[DATA SUPPLIED]:

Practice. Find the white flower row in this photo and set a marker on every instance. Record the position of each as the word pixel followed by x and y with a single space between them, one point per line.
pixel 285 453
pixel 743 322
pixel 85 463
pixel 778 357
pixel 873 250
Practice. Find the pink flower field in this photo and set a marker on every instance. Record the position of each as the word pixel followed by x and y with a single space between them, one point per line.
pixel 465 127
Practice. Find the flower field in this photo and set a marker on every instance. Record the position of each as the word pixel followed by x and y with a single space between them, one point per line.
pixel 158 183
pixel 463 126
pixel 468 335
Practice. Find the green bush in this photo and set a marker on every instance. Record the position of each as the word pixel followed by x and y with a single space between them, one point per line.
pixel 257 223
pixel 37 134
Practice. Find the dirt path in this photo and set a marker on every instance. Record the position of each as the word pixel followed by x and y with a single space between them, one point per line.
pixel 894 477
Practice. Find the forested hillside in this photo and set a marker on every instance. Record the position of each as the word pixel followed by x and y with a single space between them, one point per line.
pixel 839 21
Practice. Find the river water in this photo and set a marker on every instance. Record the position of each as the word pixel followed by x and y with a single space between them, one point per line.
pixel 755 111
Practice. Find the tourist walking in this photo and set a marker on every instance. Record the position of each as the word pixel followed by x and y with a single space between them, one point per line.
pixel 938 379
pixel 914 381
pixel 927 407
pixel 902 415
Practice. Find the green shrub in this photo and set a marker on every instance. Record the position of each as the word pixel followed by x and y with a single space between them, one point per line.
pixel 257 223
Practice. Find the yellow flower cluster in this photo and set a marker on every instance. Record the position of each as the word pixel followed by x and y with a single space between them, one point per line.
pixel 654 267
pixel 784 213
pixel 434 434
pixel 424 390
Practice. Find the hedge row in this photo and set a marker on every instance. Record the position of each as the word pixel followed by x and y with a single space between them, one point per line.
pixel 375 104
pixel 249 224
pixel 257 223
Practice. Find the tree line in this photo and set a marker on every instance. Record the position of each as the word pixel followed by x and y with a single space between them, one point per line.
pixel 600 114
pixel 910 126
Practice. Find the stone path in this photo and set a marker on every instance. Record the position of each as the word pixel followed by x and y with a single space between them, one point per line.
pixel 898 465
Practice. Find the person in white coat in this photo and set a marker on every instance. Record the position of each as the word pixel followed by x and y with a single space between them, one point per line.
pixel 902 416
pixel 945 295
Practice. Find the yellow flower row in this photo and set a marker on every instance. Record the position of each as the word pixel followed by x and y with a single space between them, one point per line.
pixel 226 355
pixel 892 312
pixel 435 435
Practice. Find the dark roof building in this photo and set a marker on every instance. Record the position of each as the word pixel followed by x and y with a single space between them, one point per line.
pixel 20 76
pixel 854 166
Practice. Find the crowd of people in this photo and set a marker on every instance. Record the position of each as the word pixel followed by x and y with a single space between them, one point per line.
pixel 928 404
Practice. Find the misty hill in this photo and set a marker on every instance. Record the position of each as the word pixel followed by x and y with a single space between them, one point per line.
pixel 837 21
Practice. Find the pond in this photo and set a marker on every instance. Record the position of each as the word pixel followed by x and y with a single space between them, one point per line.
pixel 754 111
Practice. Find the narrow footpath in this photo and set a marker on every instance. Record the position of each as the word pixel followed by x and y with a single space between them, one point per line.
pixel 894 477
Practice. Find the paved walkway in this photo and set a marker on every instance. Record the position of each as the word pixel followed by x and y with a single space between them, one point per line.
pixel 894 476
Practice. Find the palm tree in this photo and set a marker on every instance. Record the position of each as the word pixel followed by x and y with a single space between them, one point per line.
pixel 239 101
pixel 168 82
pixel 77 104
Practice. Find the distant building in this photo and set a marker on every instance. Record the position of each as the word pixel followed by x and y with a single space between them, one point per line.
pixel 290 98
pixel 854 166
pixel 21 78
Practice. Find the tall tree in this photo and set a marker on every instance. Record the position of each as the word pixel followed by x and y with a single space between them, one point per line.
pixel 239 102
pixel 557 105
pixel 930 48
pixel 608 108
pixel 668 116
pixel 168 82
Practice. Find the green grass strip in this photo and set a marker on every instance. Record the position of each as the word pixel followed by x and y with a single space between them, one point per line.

[WHAT YOU NEED TO DO]:
Please copy out all of the entries above word for word, in their original order and with their line breaks unchanged.

[RESULT OF THE EXERCISE]:
Practice. Find the white flower row in this photo and set a marker on every instance. Record the position of each as the word pixel followed by x and y with a single space between them, one point per line.
pixel 285 453
pixel 743 322
pixel 85 463
pixel 778 357
pixel 873 250
Practice. Find the pink flower field in this photo and set a marker on every instance. Record the position of each as the word pixel followed by x and y with a single space between them, one point per line.
pixel 465 127
Practice. Find the flower field in this photo and set a marker on every instance. Record the position of each as the word pixel followed by x and y with a single space between them, one point per line.
pixel 158 183
pixel 463 126
pixel 468 335
Practice. Find the green bush in this photo and set a marker on every instance. Record the position of each as the word pixel followed by x and y with a single space between them, one point per line.
pixel 257 223
pixel 37 134
Practice. Find the dirt path in this photo and set a marker on every instance. Record the position of each as the word pixel followed by x and y with a single space between them, one point per line.
pixel 894 477
Practice. Find the forested hillside in this photo and set a marker on every instance. Record the position of each as the word pixel followed by x and y with a single space between them, one point per line.
pixel 839 21
Practice. Find the river water in this photo and set a marker on every instance. Record the position of each as the word pixel followed by x and y with a single space between them, one point per line.
pixel 755 111
Practice. Find the tourist walking in this photo and set a marker on every instance. Record the position of each as the word pixel followed by x and y with a single space between them, one point per line.
pixel 938 379
pixel 914 381
pixel 927 407
pixel 902 415
Practice. Find the green shrub in this photo and set a marker on every instance. Record the position of each as the word pixel followed by x and y with a single space between them, one point per line.
pixel 257 223
Practice. Find the yellow flower cluster in this photo and set a marker on every instance. Record the position of each as the word pixel followed by x and y with a single space between them, one point per line.
pixel 654 267
pixel 784 213
pixel 434 434
pixel 424 390
Practice. Find the hedge row in this photo and set a marker on every instance. Record the position of each as the word pixel followed by x and y with a single space between them, one point per line.
pixel 375 104
pixel 249 224
pixel 257 223
Practice. Find the tree line in this photo and set a marker on every instance. Record the position of each as the word pixel followed by x and y with a single space between them, one point per line.
pixel 600 114
pixel 910 126
Practice. Find the stone path in this photo and set a marker on every instance. Record the position of each as the word pixel followed by x and y with a single space between them, one point per line.
pixel 898 465
Practice. Find the person in white coat in this photo and set a marker on every instance. Record the position of each as the word pixel followed by x and y with a single space between them, one point per line.
pixel 902 416
pixel 945 295
Practice. Find the yellow flower row in this photo and set a marker on every instance. Record the position of each as the word pixel followed by x and y with a single space between them, one point per line.
pixel 226 355
pixel 892 312
pixel 435 435
Practice. Find the dark roof building in this photo and set a marker on every instance. Record the position of each as the word pixel followed by x and y with a single space between them, one point per line.
pixel 20 76
pixel 854 166
Practice. Find the crowd of people in this photo and set a marker on every instance. Record the position of each as the word pixel followed by x and y with a single space between them, one point per line.
pixel 928 404
Practice. Find the misty hill in this photo and set a marker on every instance. Record the position of each as the word pixel followed by x and y with a single space between them, one point per line.
pixel 837 21
Practice. Find the pond in this photo and set a marker on every instance. Record the position of each as the word pixel followed by x and y with a single space between them, one point per line.
pixel 754 111
Practice. Find the narrow footpath in this photo and set a marker on every instance. Record the position of each as the word pixel followed by x and y with a single space between them, one point per line.
pixel 894 477
Practice. Find the paved walkway in this photo and set a marker on every instance. Record the position of each as the word pixel followed by x and y with a single space between them, one point per line.
pixel 894 476
Practice. Find the palm tree in this photo and set a marker on every instance. Record the position of each as the word pixel followed by x and y with a single space between them, one point per line.
pixel 239 101
pixel 168 82
pixel 77 104
Practice. Find the distant building in this photo and set a marker on every instance. Record the position of each as the word pixel followed by x and y with a single space between them, one point per line.
pixel 290 98
pixel 854 166
pixel 21 78
Practice. Find the tall tree in this photo and set a marker on every instance. Record the position of each as the word pixel followed by x and y with a single space between them, one point per line.
pixel 239 102
pixel 557 105
pixel 930 48
pixel 608 108
pixel 668 116
pixel 168 82
Practice. Find the green grass strip in this photo and set a marker on every instance. Record the position of each as the word pixel followed by x and y with a single space between them, one point per line.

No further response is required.